Bloco de texto:
Escrevo estas linhas numa manhã de domingo, bem cedo. A guerra na Ucrânia preocupa o mundo todo. Prestes a sair com minha esposa para a igreja, chega no meu celular um motivo de oração. É um bom amigo e irmão ucraniano que pede: “Por favor, ore pelas famílias que hoje não puderam ir à igreja aqui na Ucrânia. Que a paz logo chegue!”
O caro leitor pode imaginar como um pedido assim me sacudiu neste tempo em que o povo de Deus – forçado ao isolamento na pandemia – acostumou-se aos telecultos e reuniões virtuais, na comodidade dos sofás de suas casas.
Sim, talvez a igreja nunca mais volte a ser apenas analógica, mas daí a querer vivê-la unicamente na modalidade digital no mínimo afrontaria o pedido do irmão ucraniano que recebi e compartilhei no culto híbrido – presencial e virtual – de minha igreja em São Paulo.

Tarefas propostas:
a. Segundo o texto, em que cidade fica a igreja onde o pedido do irmão ucraniano foi compartilhado?
b. Copie do texto tudo o que vai de "Escrevo estas linhas" até "de suas casas.".
c. Por favor, continue o texto sobre o pedido de oração vindo da Ucrânia a partir do ponto em que ele termina.
As entradas a seguir não são necessárias.

Entradas fornecidas:

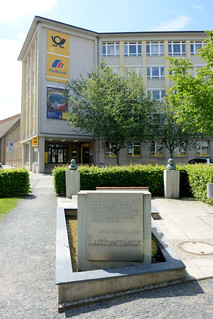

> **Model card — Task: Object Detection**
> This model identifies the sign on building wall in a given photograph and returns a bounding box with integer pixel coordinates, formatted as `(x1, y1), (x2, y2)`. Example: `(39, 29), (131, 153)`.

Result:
(47, 87), (68, 120)
(32, 137), (38, 147)
(9, 142), (14, 156)
(46, 30), (69, 82)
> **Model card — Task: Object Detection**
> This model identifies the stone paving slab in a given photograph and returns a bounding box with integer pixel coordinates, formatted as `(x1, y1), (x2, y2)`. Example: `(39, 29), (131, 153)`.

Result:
(152, 198), (213, 279)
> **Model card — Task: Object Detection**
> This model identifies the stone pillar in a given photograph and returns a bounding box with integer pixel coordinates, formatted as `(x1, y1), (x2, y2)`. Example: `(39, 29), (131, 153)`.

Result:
(164, 170), (180, 198)
(66, 170), (80, 198)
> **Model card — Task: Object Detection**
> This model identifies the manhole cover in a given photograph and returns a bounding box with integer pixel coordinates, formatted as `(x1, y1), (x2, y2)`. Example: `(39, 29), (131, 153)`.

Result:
(178, 241), (213, 255)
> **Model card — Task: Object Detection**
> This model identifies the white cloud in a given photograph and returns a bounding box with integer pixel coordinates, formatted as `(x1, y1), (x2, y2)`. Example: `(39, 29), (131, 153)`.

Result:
(0, 39), (22, 120)
(193, 4), (203, 11)
(153, 16), (191, 31)
(0, 0), (58, 23)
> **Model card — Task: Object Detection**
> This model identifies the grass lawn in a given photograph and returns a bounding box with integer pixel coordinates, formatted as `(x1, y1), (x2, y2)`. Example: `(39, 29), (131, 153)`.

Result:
(0, 198), (21, 219)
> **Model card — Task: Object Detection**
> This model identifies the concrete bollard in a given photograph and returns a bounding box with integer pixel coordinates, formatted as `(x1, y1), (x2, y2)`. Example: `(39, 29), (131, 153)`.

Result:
(66, 159), (80, 198)
(164, 170), (180, 198)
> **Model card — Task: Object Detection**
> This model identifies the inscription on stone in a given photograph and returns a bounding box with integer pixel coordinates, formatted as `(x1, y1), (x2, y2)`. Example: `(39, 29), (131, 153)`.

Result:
(87, 191), (143, 261)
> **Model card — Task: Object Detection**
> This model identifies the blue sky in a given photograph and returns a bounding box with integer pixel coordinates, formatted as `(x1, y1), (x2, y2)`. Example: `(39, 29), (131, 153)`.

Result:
(0, 0), (213, 120)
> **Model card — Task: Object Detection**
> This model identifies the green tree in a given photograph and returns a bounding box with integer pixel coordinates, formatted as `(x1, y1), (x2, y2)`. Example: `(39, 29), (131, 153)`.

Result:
(168, 32), (213, 136)
(67, 63), (153, 165)
(150, 98), (197, 158)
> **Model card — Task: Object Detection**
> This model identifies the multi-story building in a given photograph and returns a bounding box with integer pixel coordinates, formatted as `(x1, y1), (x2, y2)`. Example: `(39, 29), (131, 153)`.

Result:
(0, 114), (22, 167)
(18, 17), (213, 172)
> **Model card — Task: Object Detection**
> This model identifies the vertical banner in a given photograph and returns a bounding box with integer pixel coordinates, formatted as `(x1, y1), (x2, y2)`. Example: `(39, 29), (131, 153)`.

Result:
(46, 30), (69, 82)
(47, 87), (68, 120)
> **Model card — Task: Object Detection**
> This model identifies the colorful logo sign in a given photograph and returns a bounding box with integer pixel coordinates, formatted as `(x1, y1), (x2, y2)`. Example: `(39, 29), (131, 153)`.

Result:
(46, 30), (69, 82)
(47, 87), (68, 120)
(47, 30), (69, 57)
(51, 35), (66, 49)
(32, 137), (38, 146)
(46, 54), (69, 82)
(52, 60), (64, 69)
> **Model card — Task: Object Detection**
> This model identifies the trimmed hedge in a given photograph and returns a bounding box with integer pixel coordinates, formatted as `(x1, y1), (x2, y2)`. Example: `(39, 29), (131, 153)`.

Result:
(80, 165), (165, 196)
(53, 165), (188, 196)
(53, 164), (213, 205)
(0, 168), (30, 197)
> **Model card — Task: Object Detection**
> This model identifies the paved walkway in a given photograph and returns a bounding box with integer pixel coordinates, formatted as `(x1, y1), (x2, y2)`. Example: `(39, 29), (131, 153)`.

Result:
(152, 198), (213, 279)
(0, 174), (213, 319)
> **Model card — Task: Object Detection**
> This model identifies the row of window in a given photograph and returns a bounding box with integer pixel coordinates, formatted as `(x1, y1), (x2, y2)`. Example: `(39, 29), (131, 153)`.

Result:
(102, 41), (204, 57)
(105, 141), (209, 157)
(47, 141), (209, 164)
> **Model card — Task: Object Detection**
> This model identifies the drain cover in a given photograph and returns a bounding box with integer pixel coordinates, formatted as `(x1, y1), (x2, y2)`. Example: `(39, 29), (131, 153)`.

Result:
(178, 241), (213, 255)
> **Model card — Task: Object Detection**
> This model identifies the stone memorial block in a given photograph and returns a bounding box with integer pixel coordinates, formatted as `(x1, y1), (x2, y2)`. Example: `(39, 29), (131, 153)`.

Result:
(78, 190), (151, 269)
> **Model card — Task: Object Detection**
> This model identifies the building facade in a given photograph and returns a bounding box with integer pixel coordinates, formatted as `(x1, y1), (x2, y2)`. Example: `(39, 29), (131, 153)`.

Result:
(18, 17), (213, 172)
(0, 114), (22, 167)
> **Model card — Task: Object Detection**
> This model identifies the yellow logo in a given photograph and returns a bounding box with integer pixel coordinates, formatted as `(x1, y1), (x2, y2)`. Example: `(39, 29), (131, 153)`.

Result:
(47, 30), (69, 57)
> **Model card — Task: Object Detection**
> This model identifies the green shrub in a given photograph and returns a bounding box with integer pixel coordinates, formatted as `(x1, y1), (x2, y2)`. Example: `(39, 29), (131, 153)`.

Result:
(80, 165), (164, 196)
(53, 165), (165, 196)
(0, 168), (30, 197)
(184, 164), (213, 205)
(53, 164), (213, 205)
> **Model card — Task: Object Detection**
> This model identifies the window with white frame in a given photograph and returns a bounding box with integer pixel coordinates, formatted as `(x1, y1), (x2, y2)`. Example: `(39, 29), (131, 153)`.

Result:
(110, 65), (120, 74)
(192, 65), (203, 77)
(146, 42), (164, 56)
(174, 143), (186, 157)
(128, 65), (142, 74)
(197, 141), (209, 156)
(190, 41), (204, 55)
(102, 42), (120, 56)
(150, 141), (163, 157)
(147, 89), (165, 102)
(168, 41), (186, 55)
(105, 142), (115, 157)
(128, 142), (141, 157)
(147, 66), (165, 79)
(124, 42), (142, 56)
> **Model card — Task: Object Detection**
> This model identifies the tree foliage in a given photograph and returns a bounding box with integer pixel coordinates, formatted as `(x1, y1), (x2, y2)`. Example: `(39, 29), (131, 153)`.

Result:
(150, 101), (197, 158)
(168, 32), (213, 136)
(67, 63), (153, 164)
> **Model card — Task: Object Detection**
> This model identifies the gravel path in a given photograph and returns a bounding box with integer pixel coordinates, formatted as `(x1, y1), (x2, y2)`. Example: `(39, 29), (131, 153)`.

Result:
(0, 177), (213, 319)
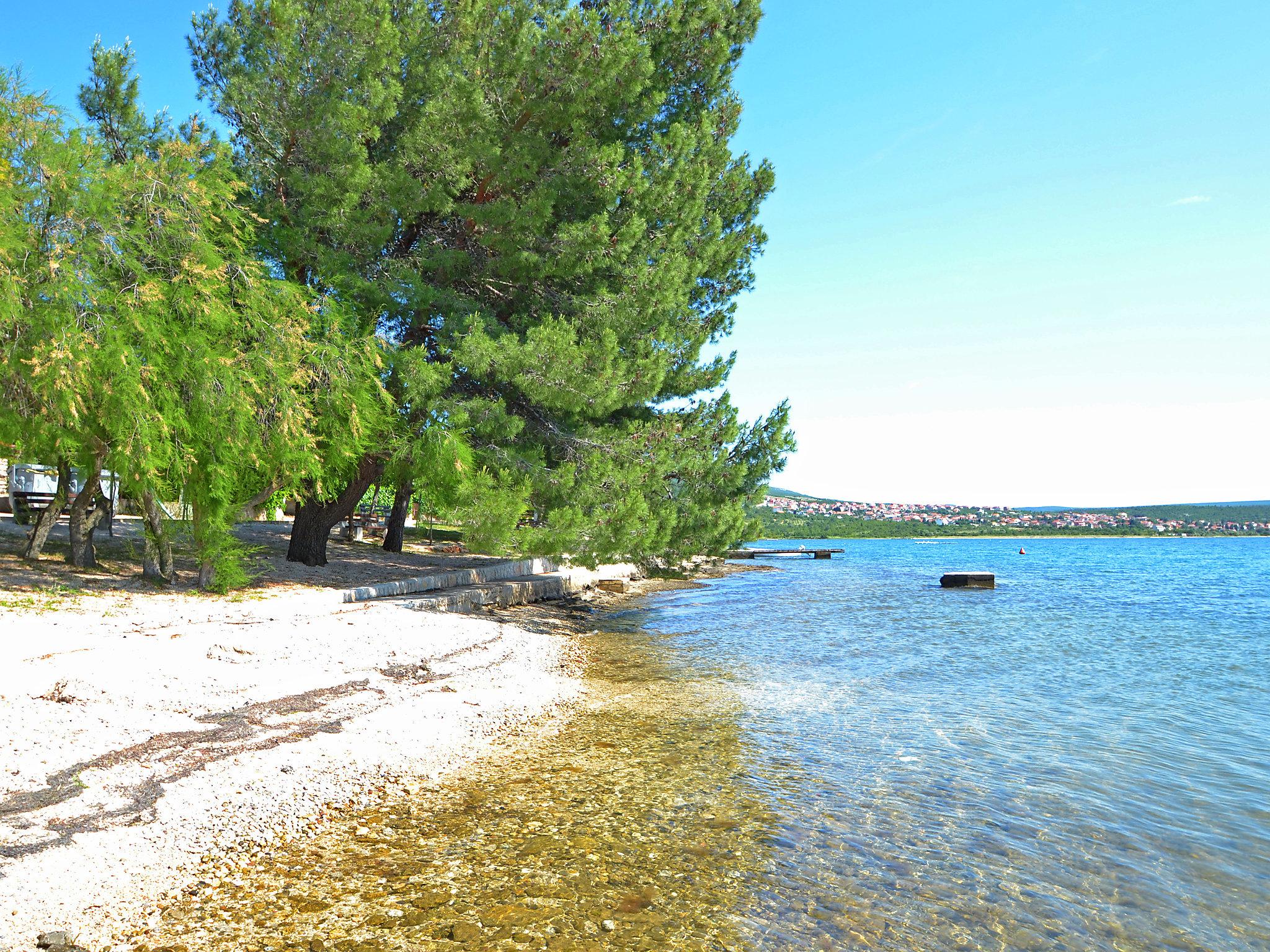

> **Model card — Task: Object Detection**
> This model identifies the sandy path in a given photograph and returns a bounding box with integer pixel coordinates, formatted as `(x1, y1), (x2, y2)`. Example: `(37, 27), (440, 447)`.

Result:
(0, 594), (582, 950)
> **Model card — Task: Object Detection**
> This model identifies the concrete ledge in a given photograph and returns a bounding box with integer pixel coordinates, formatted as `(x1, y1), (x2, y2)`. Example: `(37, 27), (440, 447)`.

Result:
(339, 558), (559, 603)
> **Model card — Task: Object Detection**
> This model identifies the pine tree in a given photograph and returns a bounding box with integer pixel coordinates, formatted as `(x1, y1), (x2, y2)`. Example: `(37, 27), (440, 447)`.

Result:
(190, 0), (791, 563)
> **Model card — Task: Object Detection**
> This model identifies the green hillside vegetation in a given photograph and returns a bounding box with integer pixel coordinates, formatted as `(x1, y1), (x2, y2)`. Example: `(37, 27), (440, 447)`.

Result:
(748, 506), (1266, 539)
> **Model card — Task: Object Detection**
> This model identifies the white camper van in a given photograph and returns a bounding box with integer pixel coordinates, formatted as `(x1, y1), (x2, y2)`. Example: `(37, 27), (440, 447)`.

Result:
(9, 464), (120, 526)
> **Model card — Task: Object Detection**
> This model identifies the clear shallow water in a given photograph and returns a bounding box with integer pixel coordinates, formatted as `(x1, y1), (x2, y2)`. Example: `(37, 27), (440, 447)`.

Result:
(144, 539), (1270, 952)
(646, 539), (1270, 950)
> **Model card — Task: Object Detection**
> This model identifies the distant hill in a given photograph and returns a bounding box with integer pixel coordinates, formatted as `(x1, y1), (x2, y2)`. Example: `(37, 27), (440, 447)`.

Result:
(1088, 499), (1270, 522)
(767, 486), (842, 503)
(767, 486), (1270, 522)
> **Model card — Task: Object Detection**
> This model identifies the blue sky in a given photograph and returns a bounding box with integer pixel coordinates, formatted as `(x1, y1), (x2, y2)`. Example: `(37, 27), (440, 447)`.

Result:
(0, 0), (1270, 505)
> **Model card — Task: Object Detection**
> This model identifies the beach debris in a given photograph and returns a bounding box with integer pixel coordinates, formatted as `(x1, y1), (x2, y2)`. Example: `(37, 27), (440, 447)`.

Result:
(35, 932), (87, 952)
(207, 645), (252, 664)
(35, 681), (85, 705)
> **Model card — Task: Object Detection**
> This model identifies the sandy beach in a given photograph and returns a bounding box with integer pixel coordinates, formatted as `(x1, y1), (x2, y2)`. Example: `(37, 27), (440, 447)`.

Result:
(0, 573), (592, 950)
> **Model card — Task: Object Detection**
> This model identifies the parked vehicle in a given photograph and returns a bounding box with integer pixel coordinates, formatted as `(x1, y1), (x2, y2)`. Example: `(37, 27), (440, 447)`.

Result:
(9, 464), (120, 526)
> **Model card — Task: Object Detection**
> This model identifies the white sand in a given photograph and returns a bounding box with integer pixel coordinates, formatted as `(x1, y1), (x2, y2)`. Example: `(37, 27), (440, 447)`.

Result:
(0, 596), (582, 950)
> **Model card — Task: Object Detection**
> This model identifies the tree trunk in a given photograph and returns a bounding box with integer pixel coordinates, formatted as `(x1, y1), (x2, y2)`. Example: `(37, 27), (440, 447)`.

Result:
(238, 482), (278, 522)
(141, 488), (177, 585)
(287, 456), (383, 565)
(383, 480), (414, 552)
(66, 456), (110, 569)
(22, 459), (71, 561)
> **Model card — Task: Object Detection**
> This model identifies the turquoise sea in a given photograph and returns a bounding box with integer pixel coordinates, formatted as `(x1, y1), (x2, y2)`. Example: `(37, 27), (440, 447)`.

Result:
(615, 538), (1270, 952)
(150, 538), (1270, 952)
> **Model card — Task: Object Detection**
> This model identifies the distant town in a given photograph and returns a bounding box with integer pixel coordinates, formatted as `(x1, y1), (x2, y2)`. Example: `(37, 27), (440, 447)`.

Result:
(756, 491), (1270, 536)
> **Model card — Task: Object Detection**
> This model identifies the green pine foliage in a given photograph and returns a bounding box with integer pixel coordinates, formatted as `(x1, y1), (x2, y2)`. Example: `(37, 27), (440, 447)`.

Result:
(190, 0), (791, 560)
(0, 0), (793, 588)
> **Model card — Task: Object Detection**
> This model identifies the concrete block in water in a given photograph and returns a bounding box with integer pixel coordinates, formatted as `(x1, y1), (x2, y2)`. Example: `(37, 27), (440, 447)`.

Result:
(940, 573), (997, 589)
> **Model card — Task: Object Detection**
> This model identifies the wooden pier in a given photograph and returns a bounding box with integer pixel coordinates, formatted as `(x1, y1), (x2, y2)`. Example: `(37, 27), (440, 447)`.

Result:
(728, 549), (846, 558)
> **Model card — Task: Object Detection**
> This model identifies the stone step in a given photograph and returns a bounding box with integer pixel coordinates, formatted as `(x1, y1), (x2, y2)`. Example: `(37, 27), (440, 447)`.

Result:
(339, 558), (559, 603)
(390, 571), (578, 612)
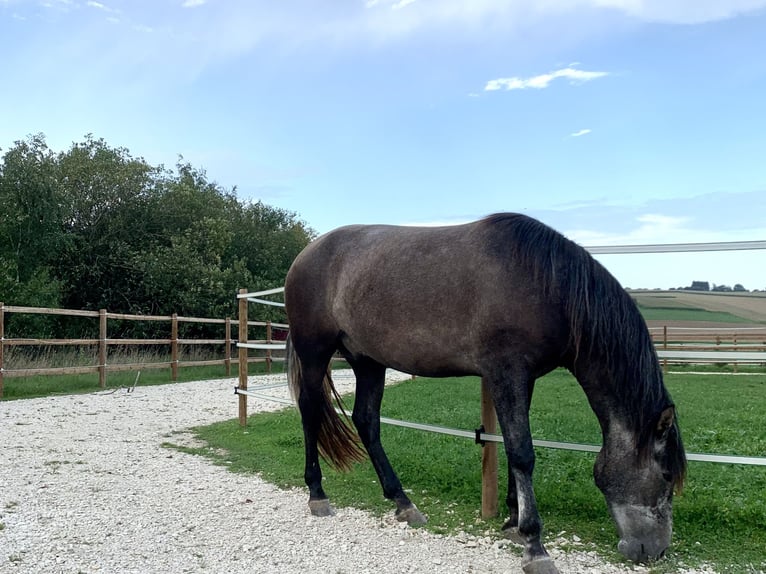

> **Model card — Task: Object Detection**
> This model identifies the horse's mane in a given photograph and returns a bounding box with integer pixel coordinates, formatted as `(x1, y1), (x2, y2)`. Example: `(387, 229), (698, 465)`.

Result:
(482, 213), (686, 487)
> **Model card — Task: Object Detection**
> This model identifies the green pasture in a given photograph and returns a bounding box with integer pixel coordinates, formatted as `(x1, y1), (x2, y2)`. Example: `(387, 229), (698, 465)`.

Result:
(184, 371), (766, 573)
(638, 303), (754, 324)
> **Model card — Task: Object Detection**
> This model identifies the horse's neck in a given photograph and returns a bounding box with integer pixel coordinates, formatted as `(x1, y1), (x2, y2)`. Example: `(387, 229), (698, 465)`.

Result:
(572, 358), (628, 440)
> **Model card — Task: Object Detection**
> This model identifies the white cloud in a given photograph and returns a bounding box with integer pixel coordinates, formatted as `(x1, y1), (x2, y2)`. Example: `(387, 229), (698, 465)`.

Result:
(569, 128), (591, 138)
(596, 0), (766, 24)
(391, 0), (415, 10)
(484, 66), (609, 92)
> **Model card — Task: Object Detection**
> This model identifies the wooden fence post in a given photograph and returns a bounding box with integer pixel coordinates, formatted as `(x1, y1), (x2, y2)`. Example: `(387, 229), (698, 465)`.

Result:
(0, 301), (5, 399)
(481, 379), (497, 518)
(223, 317), (231, 377)
(237, 289), (248, 426)
(170, 313), (178, 382)
(98, 309), (106, 389)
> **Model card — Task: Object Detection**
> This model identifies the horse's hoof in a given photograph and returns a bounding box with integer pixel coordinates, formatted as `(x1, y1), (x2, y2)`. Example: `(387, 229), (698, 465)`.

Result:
(309, 498), (335, 516)
(501, 522), (525, 546)
(521, 556), (560, 574)
(396, 504), (428, 526)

Resultados por tarefa:
a. São Paulo.

b.
Escrevo estas linhas numa manhã de domingo, bem cedo. A guerra na Ucrânia preocupa o mundo todo. Prestes a sair com minha esposa para a igreja, chega no meu celular um motivo de oração. É um bom amigo e irmão ucraniano que pede: “Por favor, ore pelas famílias que hoje não puderam ir à igreja aqui na Ucrânia. Que a paz logo chegue!”
O caro leitor pode imaginar como um pedido assim me sacudiu neste tempo em que o povo de Deus – forçado ao isolamento na pandemia – acostumou-se aos telecultos e reuniões virtuais, na comodidade dos sofás de suas casas.

c.
Muita coisa – meios de transporte (que quase não pararam), o comércio em geral e centros de entretenimento (cinemas e parques) – já voltou praticamente à normalidade. Mas o vírus ainda parece ser mais letal na igreja, pois o povo está custando a voltar, mesmo com todos os cuidados e protocolos cuidadosamente observados. Que mensagem se transmite com isso?
Congregar é um dos jeitos mais básicos de testemunhar a fé, de dar força aos outros, de mostrar ao mundo que Deus existe e que ele tem filhos e filhas que convivem e o adoram como família espiritual. A comodidade do sofá às vezes reflete acomodação espiritual. Igrejas vazias representam uma conformação com o mundo, que põe amizades de redes sociais no mesmo patamar daqueles relacionamentos cultivados e vivenciados por anos e anos.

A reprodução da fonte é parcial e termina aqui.